**BRIEF:**
The required answer is every line of the data containing the word "rock".

**INFORMATION SHOWN:**
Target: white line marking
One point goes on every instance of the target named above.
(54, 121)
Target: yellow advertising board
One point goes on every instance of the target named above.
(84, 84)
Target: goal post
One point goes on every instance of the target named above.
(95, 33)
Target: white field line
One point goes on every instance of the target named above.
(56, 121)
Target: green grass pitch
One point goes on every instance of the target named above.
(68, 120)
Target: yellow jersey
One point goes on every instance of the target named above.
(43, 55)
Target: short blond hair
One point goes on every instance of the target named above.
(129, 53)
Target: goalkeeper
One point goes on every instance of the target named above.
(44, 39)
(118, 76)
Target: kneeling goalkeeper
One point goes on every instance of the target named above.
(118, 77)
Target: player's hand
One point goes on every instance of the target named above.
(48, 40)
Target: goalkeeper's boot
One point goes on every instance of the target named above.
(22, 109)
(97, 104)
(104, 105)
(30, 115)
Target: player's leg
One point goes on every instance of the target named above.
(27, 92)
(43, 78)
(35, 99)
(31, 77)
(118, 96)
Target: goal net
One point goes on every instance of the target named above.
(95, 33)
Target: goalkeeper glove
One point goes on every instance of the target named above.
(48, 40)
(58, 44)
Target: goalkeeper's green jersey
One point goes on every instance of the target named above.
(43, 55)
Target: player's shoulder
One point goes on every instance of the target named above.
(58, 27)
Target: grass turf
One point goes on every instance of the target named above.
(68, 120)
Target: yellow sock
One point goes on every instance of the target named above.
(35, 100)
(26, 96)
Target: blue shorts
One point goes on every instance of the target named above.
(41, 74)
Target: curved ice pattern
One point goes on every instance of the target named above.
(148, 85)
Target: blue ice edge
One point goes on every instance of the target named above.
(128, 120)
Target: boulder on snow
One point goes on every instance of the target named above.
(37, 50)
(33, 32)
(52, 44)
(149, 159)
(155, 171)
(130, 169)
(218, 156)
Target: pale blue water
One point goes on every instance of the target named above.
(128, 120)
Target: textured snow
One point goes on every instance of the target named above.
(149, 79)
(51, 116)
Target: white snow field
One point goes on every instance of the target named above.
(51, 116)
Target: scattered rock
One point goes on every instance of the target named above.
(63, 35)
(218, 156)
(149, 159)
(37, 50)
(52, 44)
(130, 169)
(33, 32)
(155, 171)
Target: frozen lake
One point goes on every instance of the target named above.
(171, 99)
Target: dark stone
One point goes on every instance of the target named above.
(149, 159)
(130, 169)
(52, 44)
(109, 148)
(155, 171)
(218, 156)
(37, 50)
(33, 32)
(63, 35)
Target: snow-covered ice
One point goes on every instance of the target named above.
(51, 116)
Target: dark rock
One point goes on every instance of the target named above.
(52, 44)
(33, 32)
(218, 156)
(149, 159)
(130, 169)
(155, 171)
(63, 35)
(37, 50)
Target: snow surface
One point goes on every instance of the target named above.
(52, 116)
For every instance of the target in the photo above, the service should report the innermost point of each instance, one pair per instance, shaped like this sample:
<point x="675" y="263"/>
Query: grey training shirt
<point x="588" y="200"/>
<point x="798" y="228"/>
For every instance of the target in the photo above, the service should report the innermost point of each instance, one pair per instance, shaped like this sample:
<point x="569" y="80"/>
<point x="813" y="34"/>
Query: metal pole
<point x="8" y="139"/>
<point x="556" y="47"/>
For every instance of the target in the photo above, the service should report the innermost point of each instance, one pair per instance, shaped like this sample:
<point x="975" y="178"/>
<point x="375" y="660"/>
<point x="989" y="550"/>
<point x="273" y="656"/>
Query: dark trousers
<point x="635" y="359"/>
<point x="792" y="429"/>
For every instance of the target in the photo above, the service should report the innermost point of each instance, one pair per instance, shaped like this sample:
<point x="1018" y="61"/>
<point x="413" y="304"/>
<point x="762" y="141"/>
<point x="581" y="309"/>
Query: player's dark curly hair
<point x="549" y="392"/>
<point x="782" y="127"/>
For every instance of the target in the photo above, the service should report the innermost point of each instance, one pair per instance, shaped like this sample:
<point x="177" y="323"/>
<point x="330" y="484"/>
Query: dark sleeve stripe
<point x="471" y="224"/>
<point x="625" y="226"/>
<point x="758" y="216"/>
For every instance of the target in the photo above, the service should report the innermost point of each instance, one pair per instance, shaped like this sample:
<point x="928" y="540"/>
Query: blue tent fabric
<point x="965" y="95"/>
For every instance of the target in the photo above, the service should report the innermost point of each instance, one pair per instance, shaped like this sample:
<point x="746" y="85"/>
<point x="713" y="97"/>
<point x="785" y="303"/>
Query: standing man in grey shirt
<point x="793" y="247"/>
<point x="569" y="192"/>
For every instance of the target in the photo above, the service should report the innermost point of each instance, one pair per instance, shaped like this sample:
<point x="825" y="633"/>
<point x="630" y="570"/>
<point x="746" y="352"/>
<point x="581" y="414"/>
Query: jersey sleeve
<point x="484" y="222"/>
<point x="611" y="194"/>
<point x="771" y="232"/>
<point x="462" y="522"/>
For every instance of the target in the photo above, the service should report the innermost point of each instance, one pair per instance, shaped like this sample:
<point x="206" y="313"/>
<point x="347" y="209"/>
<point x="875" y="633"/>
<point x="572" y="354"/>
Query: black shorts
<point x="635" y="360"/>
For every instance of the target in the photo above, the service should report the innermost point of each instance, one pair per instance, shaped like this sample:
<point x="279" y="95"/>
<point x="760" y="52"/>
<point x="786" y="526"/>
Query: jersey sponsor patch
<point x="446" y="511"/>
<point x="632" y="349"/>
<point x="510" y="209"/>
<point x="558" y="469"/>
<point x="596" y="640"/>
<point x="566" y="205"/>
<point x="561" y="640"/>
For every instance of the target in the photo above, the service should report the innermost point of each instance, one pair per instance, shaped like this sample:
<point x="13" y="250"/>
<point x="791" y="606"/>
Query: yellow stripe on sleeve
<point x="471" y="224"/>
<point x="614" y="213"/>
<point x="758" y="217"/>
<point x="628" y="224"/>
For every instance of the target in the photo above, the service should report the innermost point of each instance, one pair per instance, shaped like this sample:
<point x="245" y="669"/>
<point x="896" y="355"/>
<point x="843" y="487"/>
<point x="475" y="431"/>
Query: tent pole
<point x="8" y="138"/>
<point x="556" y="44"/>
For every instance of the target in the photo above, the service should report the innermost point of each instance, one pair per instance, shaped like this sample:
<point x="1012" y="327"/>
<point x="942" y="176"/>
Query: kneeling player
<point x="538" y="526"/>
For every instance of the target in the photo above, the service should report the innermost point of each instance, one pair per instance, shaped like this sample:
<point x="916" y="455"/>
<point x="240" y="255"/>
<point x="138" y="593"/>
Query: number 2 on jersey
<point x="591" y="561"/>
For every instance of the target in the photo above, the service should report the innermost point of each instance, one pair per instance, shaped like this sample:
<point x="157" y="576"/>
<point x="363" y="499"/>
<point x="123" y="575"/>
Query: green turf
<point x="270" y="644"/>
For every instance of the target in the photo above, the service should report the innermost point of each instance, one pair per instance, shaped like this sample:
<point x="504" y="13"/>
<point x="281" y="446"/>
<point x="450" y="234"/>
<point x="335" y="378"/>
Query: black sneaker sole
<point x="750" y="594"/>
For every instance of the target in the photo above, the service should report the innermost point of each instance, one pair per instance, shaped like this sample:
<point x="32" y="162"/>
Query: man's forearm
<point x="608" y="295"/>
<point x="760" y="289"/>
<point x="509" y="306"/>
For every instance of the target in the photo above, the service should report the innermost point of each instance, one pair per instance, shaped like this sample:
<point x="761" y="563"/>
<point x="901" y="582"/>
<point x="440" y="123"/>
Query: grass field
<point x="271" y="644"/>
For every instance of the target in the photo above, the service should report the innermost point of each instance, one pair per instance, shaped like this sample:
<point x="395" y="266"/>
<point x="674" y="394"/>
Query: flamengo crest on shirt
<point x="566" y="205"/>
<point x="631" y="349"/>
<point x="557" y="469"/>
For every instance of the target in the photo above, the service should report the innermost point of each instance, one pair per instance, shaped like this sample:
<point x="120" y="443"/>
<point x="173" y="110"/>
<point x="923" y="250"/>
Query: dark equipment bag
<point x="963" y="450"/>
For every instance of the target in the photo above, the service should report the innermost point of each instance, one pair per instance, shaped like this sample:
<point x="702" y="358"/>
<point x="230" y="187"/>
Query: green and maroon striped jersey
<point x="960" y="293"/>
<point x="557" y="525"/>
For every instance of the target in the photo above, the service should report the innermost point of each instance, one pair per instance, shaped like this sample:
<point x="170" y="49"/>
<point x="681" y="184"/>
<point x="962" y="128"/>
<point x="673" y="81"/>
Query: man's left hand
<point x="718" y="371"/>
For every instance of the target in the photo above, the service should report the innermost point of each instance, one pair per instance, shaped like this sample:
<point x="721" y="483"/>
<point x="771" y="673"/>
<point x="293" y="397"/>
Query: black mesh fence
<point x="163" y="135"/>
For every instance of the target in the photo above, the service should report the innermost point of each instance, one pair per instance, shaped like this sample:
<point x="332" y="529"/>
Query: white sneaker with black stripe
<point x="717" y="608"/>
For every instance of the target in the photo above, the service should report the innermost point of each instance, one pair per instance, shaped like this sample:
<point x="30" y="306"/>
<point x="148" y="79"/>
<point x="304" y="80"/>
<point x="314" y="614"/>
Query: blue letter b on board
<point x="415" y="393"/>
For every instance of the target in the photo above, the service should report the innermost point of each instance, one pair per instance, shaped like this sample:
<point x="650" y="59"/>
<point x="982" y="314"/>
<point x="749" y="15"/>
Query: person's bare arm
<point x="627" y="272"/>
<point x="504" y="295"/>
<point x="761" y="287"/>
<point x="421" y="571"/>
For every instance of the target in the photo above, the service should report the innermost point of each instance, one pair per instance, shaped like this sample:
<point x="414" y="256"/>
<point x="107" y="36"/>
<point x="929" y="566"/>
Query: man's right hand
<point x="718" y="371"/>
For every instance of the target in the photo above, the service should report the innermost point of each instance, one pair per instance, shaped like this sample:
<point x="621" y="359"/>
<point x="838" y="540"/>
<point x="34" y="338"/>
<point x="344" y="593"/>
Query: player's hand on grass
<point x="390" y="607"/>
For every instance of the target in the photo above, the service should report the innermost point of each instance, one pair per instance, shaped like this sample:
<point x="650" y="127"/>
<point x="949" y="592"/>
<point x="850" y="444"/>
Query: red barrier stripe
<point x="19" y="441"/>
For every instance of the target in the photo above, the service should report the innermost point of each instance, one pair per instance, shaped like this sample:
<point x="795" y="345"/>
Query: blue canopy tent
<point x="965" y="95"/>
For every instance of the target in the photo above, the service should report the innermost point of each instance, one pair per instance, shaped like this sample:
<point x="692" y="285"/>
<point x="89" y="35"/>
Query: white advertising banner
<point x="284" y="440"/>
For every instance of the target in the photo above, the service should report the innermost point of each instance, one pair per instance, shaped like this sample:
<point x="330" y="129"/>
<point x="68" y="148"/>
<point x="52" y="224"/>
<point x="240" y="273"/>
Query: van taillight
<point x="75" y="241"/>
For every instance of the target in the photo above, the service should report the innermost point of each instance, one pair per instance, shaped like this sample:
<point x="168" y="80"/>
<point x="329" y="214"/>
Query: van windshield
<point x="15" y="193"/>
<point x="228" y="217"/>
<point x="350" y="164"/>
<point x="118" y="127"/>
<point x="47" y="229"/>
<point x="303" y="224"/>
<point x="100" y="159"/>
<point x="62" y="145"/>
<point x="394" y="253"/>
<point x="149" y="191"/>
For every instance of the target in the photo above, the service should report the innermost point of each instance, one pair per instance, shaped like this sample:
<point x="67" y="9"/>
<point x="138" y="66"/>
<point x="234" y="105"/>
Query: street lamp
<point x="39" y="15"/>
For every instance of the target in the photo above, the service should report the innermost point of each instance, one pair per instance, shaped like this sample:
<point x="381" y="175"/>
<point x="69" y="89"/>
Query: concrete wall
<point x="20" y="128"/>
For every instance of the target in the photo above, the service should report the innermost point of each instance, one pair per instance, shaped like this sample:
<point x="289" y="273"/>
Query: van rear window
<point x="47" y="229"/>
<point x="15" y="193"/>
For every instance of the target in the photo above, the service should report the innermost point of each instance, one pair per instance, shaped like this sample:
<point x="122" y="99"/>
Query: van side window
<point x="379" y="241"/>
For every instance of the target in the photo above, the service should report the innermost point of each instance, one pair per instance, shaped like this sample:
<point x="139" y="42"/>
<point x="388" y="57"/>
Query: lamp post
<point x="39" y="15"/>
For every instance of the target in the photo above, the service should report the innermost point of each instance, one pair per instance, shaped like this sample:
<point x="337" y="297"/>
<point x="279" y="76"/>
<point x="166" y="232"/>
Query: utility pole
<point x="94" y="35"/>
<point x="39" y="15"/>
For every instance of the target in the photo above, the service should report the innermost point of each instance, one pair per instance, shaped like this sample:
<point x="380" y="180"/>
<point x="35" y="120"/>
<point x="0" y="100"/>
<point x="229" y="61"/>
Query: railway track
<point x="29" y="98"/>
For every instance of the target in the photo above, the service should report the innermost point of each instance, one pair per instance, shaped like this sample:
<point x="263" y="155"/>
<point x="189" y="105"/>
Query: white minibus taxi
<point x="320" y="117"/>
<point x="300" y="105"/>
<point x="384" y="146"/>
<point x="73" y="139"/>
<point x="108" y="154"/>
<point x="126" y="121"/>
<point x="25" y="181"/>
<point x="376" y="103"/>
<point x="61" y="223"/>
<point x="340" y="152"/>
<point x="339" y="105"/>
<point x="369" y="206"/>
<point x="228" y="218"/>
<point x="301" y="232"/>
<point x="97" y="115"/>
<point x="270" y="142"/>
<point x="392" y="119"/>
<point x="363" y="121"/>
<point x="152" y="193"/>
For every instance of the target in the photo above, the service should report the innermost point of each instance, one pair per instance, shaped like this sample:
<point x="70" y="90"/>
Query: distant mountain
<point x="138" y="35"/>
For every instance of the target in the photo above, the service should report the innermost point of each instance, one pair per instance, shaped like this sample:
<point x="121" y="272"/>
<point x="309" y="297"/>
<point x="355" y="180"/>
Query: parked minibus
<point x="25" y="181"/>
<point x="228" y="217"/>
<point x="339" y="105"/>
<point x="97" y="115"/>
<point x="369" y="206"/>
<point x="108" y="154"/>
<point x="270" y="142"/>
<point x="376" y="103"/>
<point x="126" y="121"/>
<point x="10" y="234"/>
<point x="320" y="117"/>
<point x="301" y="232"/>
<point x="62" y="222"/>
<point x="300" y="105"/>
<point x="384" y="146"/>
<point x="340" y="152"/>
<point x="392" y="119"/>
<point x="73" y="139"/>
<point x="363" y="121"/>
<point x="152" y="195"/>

**ANSWER TO THE PROBLEM:**
Target: scattered rock
Target: dark rock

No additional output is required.